◆ **Énoncé**: Prolongez l'entretien consacré au rap à partir de sa dernière réplique.

◆ **Extrait**:
A : Tu as ce goût c’est vrai pour le message dans le fond et en même temps dans la forme tu apprécies beaucoup le freestyle, le côté impro. À Ménilmontant il y a Ill, les X-men, mais ce n’est pas trop ton style, est-ce qu’il y a des rappeurs qui t’ont marqué pour cet aspect ?

J : De base il y avait les grands de chez moi qui posaient. Mon grand-frère notamment. Mais en rappeur, franchement, j’aimais surtout Sefyu.

A : Il est samplé dans « Bavure », « l’insécurité un fonds de commerce« …

J : Oui, c’est un message ça. J’ai kiffé direct Sefyu quand il est arrivé et pourtant j’étais jeune. Déjà, on a deux grosses voix tous les deux et on envoie des messages. J’écoutais beaucoup, je m’identifiais, me retrouvais dans ce qu’il disait. Je décide alors de sampler « l’insécurité est un fonds de commerce donc ils veulent pas qu’on se casse » parce que c’est une phrase forte. [Il la répète] Aussi, passer plusieurs années en foyer, ça te bloque, donc j’ai gardé en boucle les mêmes sons pendant trois ans. Quand j’aime, j’aime. Même aujourd’hui je te montre ma playlist, il y a des sons que j’écoutais il y a dix ans que j’ai encore. Genre Sefyu « Haute science », Mafia K’1 Fry « Pour ceux »… Ce sont des titres qui me rappellent une époque. Des périodes qui m’ont marqué dans la vie, où j’écoutais beaucoup de musique parce que j’étais très souvent seul. Et quand tu aimes le truc, être seul ça aide à écrire.

 

Sefyu - « Haute science » feat. ST4

A : Tu parles beaucoup de message, pendant le procès tu as répondu, quand on t’a reproché la dureté de tes mots : « le rap est une musique contestataire ». Ce n’est pas forcément l’avis de tout le monde, toi tu le pensais vraiment ou c’était un argument face aux juges ?

J : Le rap ce n’est pas des mots doux, c’est dur, c’est des messages : moi je pense que c’est une musique contestataire de base. Aujourd’hui, il a évolué, tout le monde peut en faire, avec son téléphone et YouTube. Avant, c’était fermé, tu devais vraiment en chier pour y arriver. Tu ne pouvais pas juste raconter de la merde et passer à la télé – avant c’était beaucoup la télé, MTV, MCM… Fallait vraiment avoir un message. La plupart des rappeurs d’il y a quinze ans dont je me souviens, ce n’était pas des zouaves – peut-être un ou deux. Ils avaient tous un truc à dire.

A : C’est vrai que ton album a un côté très nostalgique, que ce soit pour ce qu’étaient les relations dans les quartiers mais pour ce qu’était le rap. Tu dis « on écoutait la musique pour l’artiste, pas pour ce qu’il porte ».

J : Oui on s’en foutait de ce qu’il mettait. Aujourd’hui les gens aiment voir les artistes briller, du bling bling, des voitures, des armes, des billets, même si c’est factice. Les gens aiment bien fabuler. Rêver.

◆ **Extrait de données**:
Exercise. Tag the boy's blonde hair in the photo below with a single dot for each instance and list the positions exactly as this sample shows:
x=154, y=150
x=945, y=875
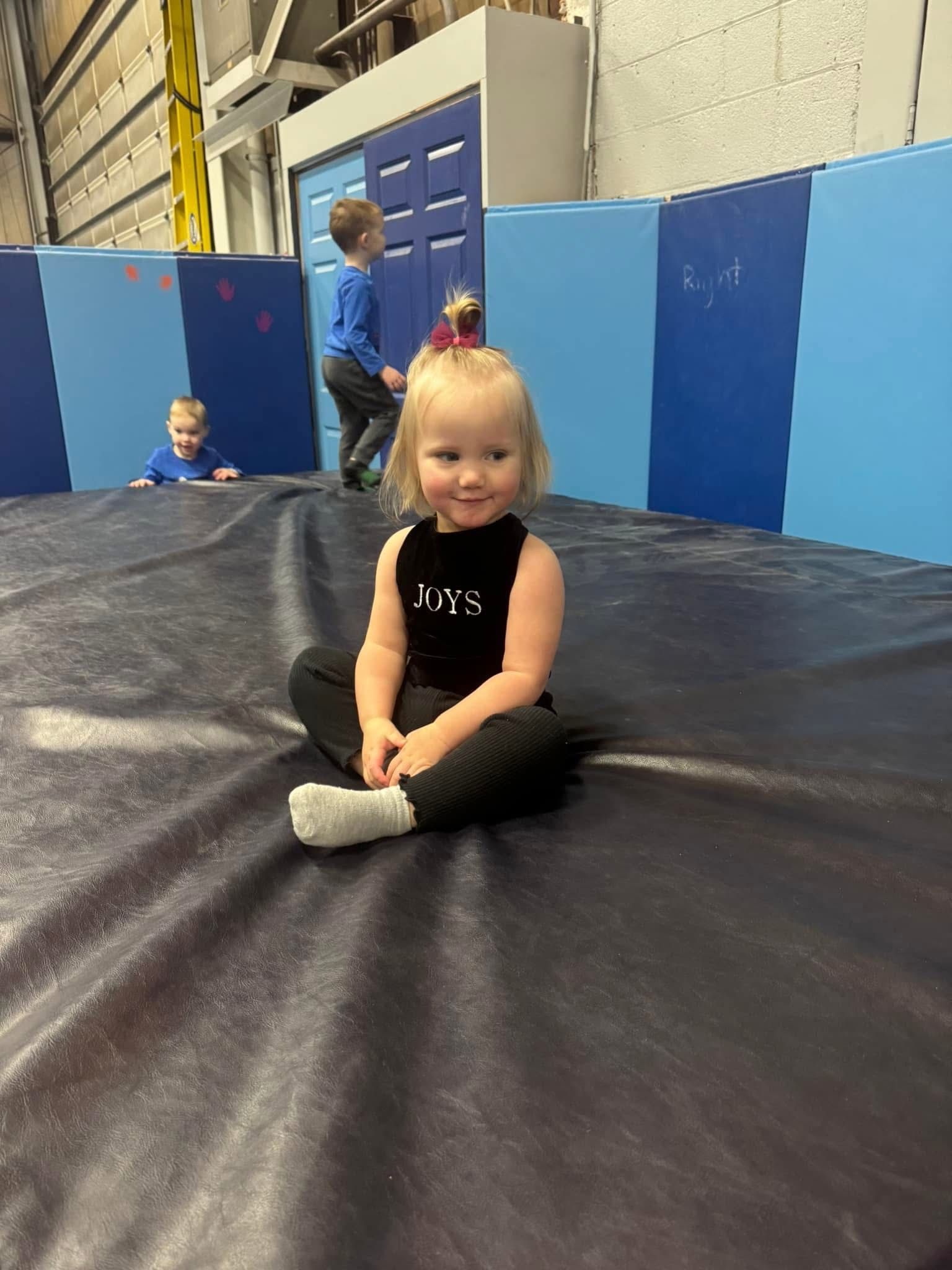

◆ **Réponse**:
A : Mais tu ne penses pas que la musique c’est aussi fait pour rêver ? Ou pour avoir le droit d’exagérer ?

J : Ce n’est pas ce que je veux en faire. J’essaye de rester au maximum moi-même. Jo le Phéno, quand il a envie d’être violent, il est violent. Comme quand j’ai écrit « Bavure 1 », parce que j’étais énervé. Donc j’ai posé un truc énervé : l’ère du temps tu vois ? Mais je ne veux pas me perdre, j’ai une ligne de conduite et j’essaye de la garder. C’est que du rap, que de la musique. D’autres font du sport, des interviews [sourire], travaillent dans un label… C’est du rap ! C’est un loisir, un plaisir, c’est tout. Si je commence à rentrer dans l’exagération c’est que j’ai perdu la boule. Parce que ce n’est pas du tout moi. Je suis quelqu’un de terre à terre, la tête sur les épaules, je sais ce que je fais et ce n’est que de la musique. Le buzz, c’est éphémère. Au final on va tous partir de la même manière, en arrêtant de respirer. Que t’aies des milliards ou pas, tu ne vas pas te payer plus de vie. La musique c’est cool, mais la vraie vie, c’est ça l’important.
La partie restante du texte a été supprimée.